===== DATA SUPPLIED
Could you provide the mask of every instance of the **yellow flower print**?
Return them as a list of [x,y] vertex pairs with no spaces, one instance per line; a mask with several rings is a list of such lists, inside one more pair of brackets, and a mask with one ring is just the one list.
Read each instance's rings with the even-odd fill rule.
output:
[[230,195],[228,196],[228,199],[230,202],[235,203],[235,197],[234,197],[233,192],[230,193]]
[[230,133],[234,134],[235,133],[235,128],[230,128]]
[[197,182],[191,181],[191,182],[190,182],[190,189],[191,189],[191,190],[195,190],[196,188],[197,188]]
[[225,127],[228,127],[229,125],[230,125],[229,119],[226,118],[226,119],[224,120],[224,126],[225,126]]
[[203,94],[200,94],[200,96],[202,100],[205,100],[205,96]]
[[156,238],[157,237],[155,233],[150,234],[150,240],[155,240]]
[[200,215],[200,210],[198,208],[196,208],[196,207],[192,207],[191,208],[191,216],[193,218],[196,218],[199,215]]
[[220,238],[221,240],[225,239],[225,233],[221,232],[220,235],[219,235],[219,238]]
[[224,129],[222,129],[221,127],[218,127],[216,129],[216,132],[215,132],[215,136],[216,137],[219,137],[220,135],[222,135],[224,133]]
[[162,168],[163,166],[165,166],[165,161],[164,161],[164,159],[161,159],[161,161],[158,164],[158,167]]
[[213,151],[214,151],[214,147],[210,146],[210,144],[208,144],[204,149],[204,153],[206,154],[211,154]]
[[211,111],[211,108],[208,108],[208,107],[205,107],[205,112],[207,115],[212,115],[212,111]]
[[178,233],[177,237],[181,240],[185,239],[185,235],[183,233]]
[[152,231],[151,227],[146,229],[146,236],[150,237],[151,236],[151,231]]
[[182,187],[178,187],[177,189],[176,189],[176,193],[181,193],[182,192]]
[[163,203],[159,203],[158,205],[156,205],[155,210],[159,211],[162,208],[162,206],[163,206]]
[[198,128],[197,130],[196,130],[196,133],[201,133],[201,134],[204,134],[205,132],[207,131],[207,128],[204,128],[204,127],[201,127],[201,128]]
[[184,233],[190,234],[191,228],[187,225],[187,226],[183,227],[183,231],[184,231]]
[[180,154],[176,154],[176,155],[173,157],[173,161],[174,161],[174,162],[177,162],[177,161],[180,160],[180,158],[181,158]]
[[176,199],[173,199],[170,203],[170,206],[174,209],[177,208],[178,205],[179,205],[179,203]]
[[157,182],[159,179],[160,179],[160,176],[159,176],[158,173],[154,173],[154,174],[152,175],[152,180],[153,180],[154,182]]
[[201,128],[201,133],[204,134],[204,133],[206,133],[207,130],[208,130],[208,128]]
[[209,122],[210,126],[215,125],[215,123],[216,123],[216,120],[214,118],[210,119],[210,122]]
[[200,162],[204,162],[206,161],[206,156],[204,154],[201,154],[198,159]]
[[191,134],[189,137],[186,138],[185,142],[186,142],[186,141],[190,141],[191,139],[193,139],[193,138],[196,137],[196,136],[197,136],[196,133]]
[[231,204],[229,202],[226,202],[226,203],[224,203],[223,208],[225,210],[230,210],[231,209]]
==========
===== DATA SUPPLIED
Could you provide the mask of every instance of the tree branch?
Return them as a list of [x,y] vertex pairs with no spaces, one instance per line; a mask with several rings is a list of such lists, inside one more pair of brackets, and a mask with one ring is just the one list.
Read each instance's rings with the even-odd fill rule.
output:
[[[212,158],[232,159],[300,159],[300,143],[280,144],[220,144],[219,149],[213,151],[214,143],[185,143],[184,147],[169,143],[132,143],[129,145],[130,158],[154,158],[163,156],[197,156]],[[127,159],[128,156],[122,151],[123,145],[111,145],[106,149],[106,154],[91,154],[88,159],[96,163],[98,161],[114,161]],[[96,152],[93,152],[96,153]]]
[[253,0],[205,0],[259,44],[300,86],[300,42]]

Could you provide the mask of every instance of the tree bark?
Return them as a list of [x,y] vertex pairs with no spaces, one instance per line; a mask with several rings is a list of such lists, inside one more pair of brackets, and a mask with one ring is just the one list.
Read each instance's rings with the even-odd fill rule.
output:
==========
TASK OBJECTIVE:
Filter the listing down to the lines holding the word "Could", and return those.

ANSWER FOR THIS EXERCISE:
Could you provide the mask of every instance of the **yellow flower print**?
Could you provide the mask of every instance of the tree branch?
Could you provide the mask of every instance of the tree bark?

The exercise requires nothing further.